WRITTEN PROBLEM:
Can you retype every one of the entries below without changing a single character?

>> Start MATERIAL SUPPLIED

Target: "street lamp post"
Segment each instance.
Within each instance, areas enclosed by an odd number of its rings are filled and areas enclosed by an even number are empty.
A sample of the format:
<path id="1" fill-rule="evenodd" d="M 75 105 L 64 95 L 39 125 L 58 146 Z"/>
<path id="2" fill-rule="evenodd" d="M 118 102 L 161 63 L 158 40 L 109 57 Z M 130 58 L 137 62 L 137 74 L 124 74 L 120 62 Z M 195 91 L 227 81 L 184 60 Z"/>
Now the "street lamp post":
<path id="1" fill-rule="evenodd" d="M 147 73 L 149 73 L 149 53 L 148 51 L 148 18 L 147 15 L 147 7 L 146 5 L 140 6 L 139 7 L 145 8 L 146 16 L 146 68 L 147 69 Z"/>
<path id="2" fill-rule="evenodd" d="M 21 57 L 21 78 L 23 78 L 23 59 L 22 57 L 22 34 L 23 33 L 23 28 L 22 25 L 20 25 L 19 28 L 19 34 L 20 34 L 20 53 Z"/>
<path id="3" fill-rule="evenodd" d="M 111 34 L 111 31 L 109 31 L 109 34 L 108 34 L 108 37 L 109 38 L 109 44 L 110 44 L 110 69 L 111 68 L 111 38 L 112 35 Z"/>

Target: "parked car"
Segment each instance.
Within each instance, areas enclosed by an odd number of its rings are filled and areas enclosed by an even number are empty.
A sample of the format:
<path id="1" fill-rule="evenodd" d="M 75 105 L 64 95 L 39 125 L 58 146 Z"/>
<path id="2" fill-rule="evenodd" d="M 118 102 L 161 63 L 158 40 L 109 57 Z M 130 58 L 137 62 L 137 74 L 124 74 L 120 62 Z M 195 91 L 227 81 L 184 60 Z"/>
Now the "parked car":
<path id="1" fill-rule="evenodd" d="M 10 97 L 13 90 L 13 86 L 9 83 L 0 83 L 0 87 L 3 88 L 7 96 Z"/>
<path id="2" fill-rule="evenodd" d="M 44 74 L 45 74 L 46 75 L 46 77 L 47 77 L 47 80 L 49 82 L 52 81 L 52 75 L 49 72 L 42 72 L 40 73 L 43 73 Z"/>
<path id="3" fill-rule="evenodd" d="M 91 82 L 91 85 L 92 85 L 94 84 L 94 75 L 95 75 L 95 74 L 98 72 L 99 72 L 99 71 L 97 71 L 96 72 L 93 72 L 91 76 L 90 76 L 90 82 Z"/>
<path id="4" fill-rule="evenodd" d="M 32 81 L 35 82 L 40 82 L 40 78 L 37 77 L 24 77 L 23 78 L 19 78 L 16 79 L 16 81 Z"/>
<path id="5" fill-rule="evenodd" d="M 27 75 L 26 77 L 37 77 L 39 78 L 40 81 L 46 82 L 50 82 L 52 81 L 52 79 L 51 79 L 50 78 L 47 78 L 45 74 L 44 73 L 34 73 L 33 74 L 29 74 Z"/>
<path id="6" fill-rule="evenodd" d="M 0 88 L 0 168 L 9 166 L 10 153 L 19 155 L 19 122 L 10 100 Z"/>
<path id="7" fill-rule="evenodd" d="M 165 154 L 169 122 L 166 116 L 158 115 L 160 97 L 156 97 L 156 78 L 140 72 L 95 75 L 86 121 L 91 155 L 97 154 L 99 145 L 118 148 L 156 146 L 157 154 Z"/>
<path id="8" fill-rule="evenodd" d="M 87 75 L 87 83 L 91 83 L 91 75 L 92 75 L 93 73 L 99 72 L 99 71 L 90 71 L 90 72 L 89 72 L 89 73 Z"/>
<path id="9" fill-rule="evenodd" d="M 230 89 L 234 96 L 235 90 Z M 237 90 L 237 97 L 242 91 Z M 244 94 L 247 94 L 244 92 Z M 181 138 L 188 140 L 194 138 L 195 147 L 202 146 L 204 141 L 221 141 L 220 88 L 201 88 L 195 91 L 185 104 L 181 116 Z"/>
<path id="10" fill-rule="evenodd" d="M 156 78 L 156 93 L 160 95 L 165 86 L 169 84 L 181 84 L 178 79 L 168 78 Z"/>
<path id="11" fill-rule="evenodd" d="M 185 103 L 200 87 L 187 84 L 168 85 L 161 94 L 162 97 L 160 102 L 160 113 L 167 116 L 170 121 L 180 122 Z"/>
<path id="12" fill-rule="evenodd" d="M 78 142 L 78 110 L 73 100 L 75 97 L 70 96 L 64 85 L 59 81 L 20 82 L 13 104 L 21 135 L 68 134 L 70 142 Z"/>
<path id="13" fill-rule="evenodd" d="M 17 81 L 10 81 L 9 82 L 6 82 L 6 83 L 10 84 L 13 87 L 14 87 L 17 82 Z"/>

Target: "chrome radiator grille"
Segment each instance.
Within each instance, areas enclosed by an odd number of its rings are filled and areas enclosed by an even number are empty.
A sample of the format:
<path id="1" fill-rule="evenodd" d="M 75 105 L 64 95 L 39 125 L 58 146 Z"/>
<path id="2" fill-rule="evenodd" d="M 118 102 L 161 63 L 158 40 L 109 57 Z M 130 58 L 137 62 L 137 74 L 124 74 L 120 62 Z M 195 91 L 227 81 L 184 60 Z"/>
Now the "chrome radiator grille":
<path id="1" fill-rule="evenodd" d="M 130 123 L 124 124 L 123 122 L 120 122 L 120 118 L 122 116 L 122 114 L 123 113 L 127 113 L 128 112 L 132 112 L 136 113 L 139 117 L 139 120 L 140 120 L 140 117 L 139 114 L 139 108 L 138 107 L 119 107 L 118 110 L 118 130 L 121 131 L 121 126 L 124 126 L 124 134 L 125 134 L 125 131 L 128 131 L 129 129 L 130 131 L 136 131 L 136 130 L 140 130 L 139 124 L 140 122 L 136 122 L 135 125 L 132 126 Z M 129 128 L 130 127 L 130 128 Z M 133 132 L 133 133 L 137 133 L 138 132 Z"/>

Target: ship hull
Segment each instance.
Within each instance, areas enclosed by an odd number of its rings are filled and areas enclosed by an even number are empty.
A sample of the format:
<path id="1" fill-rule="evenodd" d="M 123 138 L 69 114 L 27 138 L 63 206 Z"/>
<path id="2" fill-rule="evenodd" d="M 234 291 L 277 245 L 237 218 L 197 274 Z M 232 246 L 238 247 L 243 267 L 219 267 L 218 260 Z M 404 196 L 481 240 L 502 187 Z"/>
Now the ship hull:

>> End MATERIAL SUPPLIED

RESPONSE TO THIS EXERCISE:
Target: "street lamp post"
Segment each instance.
Within each instance, areas enclosed by an odd number of its rings are filled and areas enclosed by an even number are empty.
A sample of the format:
<path id="1" fill-rule="evenodd" d="M 75 105 L 64 95 L 39 125 L 58 146 Z"/>
<path id="2" fill-rule="evenodd" d="M 118 102 L 161 63 L 158 40 L 109 57 Z M 130 58 L 137 62 L 137 74 L 124 74 L 120 62 Z M 195 91 L 227 81 L 184 60 Z"/>
Now the "street lamp post":
<path id="1" fill-rule="evenodd" d="M 147 73 L 149 73 L 149 53 L 148 51 L 148 18 L 147 15 L 147 7 L 146 5 L 140 6 L 139 7 L 145 8 L 146 16 L 146 68 L 147 69 Z"/>
<path id="2" fill-rule="evenodd" d="M 21 57 L 21 78 L 23 78 L 23 59 L 22 57 L 22 34 L 23 33 L 23 28 L 22 25 L 20 25 L 19 28 L 19 34 L 20 34 L 20 53 Z"/>
<path id="3" fill-rule="evenodd" d="M 111 34 L 111 31 L 109 31 L 109 34 L 108 34 L 108 37 L 109 38 L 109 44 L 110 44 L 110 69 L 111 68 L 111 38 L 112 35 Z"/>

Target: "parked car"
Segment each instance.
Within each instance, areas enclosed by an odd number of its rings are filled and areas enclosed by an even number are empty.
A sample of the format:
<path id="1" fill-rule="evenodd" d="M 75 105 L 64 95 L 39 125 L 58 146 Z"/>
<path id="2" fill-rule="evenodd" d="M 118 102 L 161 63 L 158 40 L 109 57 Z M 130 58 L 137 62 L 137 74 L 124 74 L 120 62 Z M 195 91 L 227 81 L 184 60 Z"/>
Now the "parked car":
<path id="1" fill-rule="evenodd" d="M 10 97 L 13 90 L 13 86 L 9 83 L 0 83 L 0 87 L 3 88 L 7 96 Z"/>
<path id="2" fill-rule="evenodd" d="M 44 74 L 45 74 L 46 75 L 46 77 L 47 77 L 47 80 L 49 82 L 52 81 L 52 75 L 49 72 L 42 72 L 40 73 L 43 73 Z"/>
<path id="3" fill-rule="evenodd" d="M 91 82 L 91 85 L 92 85 L 94 84 L 94 75 L 95 75 L 95 74 L 98 72 L 99 72 L 99 71 L 97 71 L 96 72 L 93 72 L 91 76 L 90 76 L 90 82 Z"/>
<path id="4" fill-rule="evenodd" d="M 32 81 L 35 82 L 40 82 L 40 78 L 37 77 L 24 77 L 23 78 L 19 78 L 16 79 L 16 81 Z"/>
<path id="5" fill-rule="evenodd" d="M 27 75 L 26 77 L 37 77 L 39 78 L 40 81 L 46 82 L 50 82 L 52 81 L 52 79 L 51 79 L 50 78 L 47 78 L 45 74 L 44 73 L 34 73 L 33 74 L 29 74 Z"/>
<path id="6" fill-rule="evenodd" d="M 0 88 L 0 168 L 9 166 L 10 153 L 19 155 L 19 122 L 10 100 Z"/>
<path id="7" fill-rule="evenodd" d="M 165 154 L 169 122 L 166 116 L 158 115 L 160 97 L 156 97 L 156 78 L 140 72 L 95 75 L 86 121 L 91 155 L 97 154 L 99 145 L 118 148 L 156 146 L 157 154 Z"/>
<path id="8" fill-rule="evenodd" d="M 87 75 L 87 83 L 91 83 L 91 75 L 92 75 L 93 73 L 99 72 L 99 71 L 90 71 L 90 72 L 89 72 L 89 73 Z"/>
<path id="9" fill-rule="evenodd" d="M 230 89 L 234 96 L 235 90 Z M 237 90 L 237 97 L 242 91 Z M 244 94 L 247 94 L 244 92 Z M 181 138 L 188 140 L 194 138 L 195 147 L 202 146 L 204 141 L 221 141 L 220 88 L 201 88 L 195 91 L 185 104 L 181 116 Z"/>
<path id="10" fill-rule="evenodd" d="M 156 78 L 156 93 L 160 95 L 165 86 L 169 84 L 181 84 L 178 79 L 168 78 Z"/>
<path id="11" fill-rule="evenodd" d="M 185 103 L 200 87 L 187 84 L 168 85 L 161 94 L 162 97 L 160 102 L 160 113 L 167 116 L 170 121 L 180 122 Z"/>
<path id="12" fill-rule="evenodd" d="M 78 142 L 78 110 L 73 100 L 75 97 L 70 96 L 64 85 L 59 81 L 20 82 L 13 104 L 21 135 L 68 134 L 70 142 Z"/>
<path id="13" fill-rule="evenodd" d="M 17 81 L 10 81 L 9 82 L 6 82 L 6 83 L 10 84 L 13 87 L 14 87 L 17 82 Z"/>

Target: "chrome radiator grille"
Segment each instance.
Within each instance, areas enclosed by an odd number of its rings are filled and areas enclosed by an even number are empty.
A sample of the format:
<path id="1" fill-rule="evenodd" d="M 75 105 L 64 95 L 39 125 L 58 146 Z"/>
<path id="2" fill-rule="evenodd" d="M 118 102 L 161 63 L 158 40 L 109 57 Z M 130 58 L 137 62 L 137 74 L 124 74 L 120 62 Z M 195 91 L 227 81 L 184 60 Z"/>
Now the "chrome radiator grille":
<path id="1" fill-rule="evenodd" d="M 130 123 L 124 124 L 123 122 L 120 122 L 120 118 L 122 116 L 122 114 L 123 113 L 127 113 L 128 112 L 132 112 L 136 113 L 139 117 L 139 120 L 140 120 L 140 117 L 139 114 L 139 108 L 138 107 L 119 107 L 118 110 L 118 130 L 121 131 L 121 126 L 124 126 L 124 134 L 125 134 L 125 131 L 128 131 L 129 129 L 130 131 L 136 131 L 136 130 L 140 130 L 139 124 L 140 122 L 136 122 L 135 125 L 132 126 Z M 129 128 L 130 127 L 130 128 Z M 133 132 L 133 133 L 137 133 L 138 132 Z"/>

Target: ship hull
Segment each instance.
Within each instance, areas enclosed by an odd number of its rings are filled and areas enclosed by an even number are empty.
A sample of the format:
<path id="1" fill-rule="evenodd" d="M 123 138 L 69 114 L 27 138 L 63 206 Z"/>
<path id="2" fill-rule="evenodd" d="M 234 291 L 277 245 L 237 218 L 197 274 Z M 232 246 L 238 247 L 243 267 L 219 267 L 218 260 Z M 404 196 L 481 240 L 502 187 Z"/>
Now the ship hull:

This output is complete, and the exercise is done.